* **Exercise tasks**:
1. According to the passage on machine learning for detecting extremist content, what accuracy did Ferrara et al. achieve for extremist detection?
2. Write out the passage on machine learning for detecting extremist content word for word, between "Analyzing militant conversation" and "the underlying text.", inclusive.
3. Please continue the passage on machine learning for detecting extremist content from the point where it stops.

─── Text passage

With the development of machine learning, it has gradually been applied to the analysis of extremist content and sentiments. Ferrara et al. [5] applied machine learning techniques on social media text to detect the interaction of extremist users. The proposed system has experimented on a set of more than 20,000 tweets generated from extremist accounts, which were later suspended by Twitter. The main emphasis was on three tasks, namely: (i) detection of extremist users, (ii) identifying users having with extremist content, and (iii) predicting users response to extremists postings. The experiments are conducted in two dimensions, i.e. time- independent and real-time prediction tasks. An accuracy of about 93% is achieved with respect to extremist detection.

With the same purpose, a machine learning-based technique is proposed by [7] for classifying of extremist affiliations. The Naïve Bayes algorithm is applied with the classical feature set. The system is based on the classification of user reviews into positive and negative classes with less focus on identifying, which sentiment class (positive or negative) is associated with extremist communication. In contrast to Ferrara et al. [5] work, which mainly emphasizes on the classification extremists affiliations on

skewed data; their method applies NB algorithm on balanced data giving more robust results. However, the overall dependencies in the sentence are not considered. This issue can be handled by applying deep learning models based on word embedding features. Hybrid approach for developing sentiment-based applications have received considerable attention of researchers in different domains, such as business, health-care and politics. In such approaches, different features of supervised, unsupervised and semi supervised techniques are adopted.

In the context of extremist affiliation classification, Zeng et al. worked on the Chinese text segmentation issue in terrorism domain using a suffix tree and mutual information. The core module uses mutual information and the suffix tree for manipulating data in terrorism domain. The technique has applicability for processing huge amount of Chinese textual data.

Analyzing militant conversation from online conversation, Prentice et al. investigated the intents and content generated during the militants conversation on social media with respect to Gaza violence in 2008/2009. Over 50 online text conversations were analyzed by applying both qualitative and quantitative techniques. Their proposed system includes a manual coding approach to detect the presence of a persuasive metaphor and semantics of the underlying text.

The aforementioned studies on detection and classification of social media-based extremist affiliations have used different approaches, such as supervised machine learning, an unsupervised technique like lexicon-based and clustering-based, and hybrid models. However, there is a need to investigate the applicability of state-of-the-art sentiment-based deep learning models for classifying extremist affiliations using social media content.

Lisa K. studied to classify tweets as being multiplier of jihadism. They used machine learning to build a classifier that can analyse twitter to find multiplier of jihadism. They used adaboost classifier to train a model. They analyse both Arabic and English tweets. They obtain 84% accuracy for Arabic tweets and 98% accuracy to English tweets. They didnt test their model in real time environment.

──────
─── Items

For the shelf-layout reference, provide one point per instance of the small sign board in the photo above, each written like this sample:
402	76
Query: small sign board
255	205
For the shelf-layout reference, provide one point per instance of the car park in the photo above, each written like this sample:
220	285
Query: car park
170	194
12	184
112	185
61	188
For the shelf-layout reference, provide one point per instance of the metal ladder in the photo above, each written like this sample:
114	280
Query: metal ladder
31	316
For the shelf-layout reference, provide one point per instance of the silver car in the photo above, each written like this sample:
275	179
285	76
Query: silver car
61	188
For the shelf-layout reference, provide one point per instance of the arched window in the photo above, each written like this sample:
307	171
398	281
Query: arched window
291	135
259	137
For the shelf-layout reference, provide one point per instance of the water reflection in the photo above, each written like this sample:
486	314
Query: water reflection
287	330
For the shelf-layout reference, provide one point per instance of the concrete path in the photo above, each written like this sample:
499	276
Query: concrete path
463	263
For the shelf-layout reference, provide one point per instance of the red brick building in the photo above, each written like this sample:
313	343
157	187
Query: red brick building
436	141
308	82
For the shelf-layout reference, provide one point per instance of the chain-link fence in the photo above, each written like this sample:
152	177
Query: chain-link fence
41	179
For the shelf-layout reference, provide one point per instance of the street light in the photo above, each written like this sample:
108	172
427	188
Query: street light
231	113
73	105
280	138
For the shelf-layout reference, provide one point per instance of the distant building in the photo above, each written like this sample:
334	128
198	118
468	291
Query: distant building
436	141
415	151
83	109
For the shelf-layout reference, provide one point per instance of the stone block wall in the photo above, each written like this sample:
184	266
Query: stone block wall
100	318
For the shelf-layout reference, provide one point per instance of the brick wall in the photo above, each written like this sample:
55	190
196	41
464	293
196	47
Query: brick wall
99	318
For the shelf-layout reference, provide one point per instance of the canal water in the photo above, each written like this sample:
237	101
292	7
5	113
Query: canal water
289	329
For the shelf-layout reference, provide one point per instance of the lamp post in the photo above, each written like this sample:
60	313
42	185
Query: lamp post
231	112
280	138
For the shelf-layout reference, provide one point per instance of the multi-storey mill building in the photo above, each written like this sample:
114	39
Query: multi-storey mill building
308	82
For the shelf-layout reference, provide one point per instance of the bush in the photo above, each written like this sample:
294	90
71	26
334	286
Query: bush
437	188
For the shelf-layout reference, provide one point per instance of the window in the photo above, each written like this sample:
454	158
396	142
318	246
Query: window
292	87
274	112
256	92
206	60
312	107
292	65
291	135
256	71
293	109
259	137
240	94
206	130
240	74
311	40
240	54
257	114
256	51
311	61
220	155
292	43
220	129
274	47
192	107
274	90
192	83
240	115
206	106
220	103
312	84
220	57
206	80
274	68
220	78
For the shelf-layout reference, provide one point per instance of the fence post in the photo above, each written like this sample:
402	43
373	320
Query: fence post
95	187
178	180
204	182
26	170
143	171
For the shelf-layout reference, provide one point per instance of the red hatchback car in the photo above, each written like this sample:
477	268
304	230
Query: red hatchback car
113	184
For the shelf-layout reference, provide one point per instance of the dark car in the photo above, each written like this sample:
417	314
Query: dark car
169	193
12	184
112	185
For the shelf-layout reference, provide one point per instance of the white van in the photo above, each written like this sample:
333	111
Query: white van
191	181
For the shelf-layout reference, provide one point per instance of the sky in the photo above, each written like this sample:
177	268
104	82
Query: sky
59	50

──────

* **Outputs in order**:
1. About 93%.

2.
Analyzing militant conversation from online conversation, Prentice et al. investigated the intents and content generated during the militants conversation on social media with respect to Gaza violence in 2008/2009. Over 50 online text conversations were analyzed by applying both qualitative and quantitative techniques. Their proposed system includes a manual coding approach to detect the presence of a persuasive metaphor and semantics of the underlying text.

3.
V.Wisdom studied well on twitter data analysis. They used python for their analysis of twitter data. They used python library called tweepy for analyzing tweets. The advantage of this study is they describe numerous analysis on tweets such as term frequencies bigrams terms , most used hashtags, most used mentions, the limitation of the study on basic analysis of twitter data. No advance techniques like ML,NLP, sentimental analysis were not used.

Kathy L. classified twitter trending topic into different categories as the list of trending topics provided by twitter is often hard to understand what these trending topics are about. They classified the twitter trending topics into 18 different categories like politics, Technology, sport etc. They used a bag of words approach using TF-IDF (Term Frequency-Inverse Document Frequency) which provides how important a word is in document. The best accuracy is obtained from using Naïve Bayes Multinomial classifier (63.36%). It performed better than Naïve Bayes(43.31%) and SVM (61.76%).

Kocharekar and Jadhav treated the detection o terrorist activities using sentiment analysis in a distributed system. For this end, they proposed a web API based architecture for collecting data from social networks, using Apache Hadoop, to store large amounts of data in real time and a processing language based on artificial intelligence, for the extraction of meaning from text and identifying the emotions of publications on these social networks.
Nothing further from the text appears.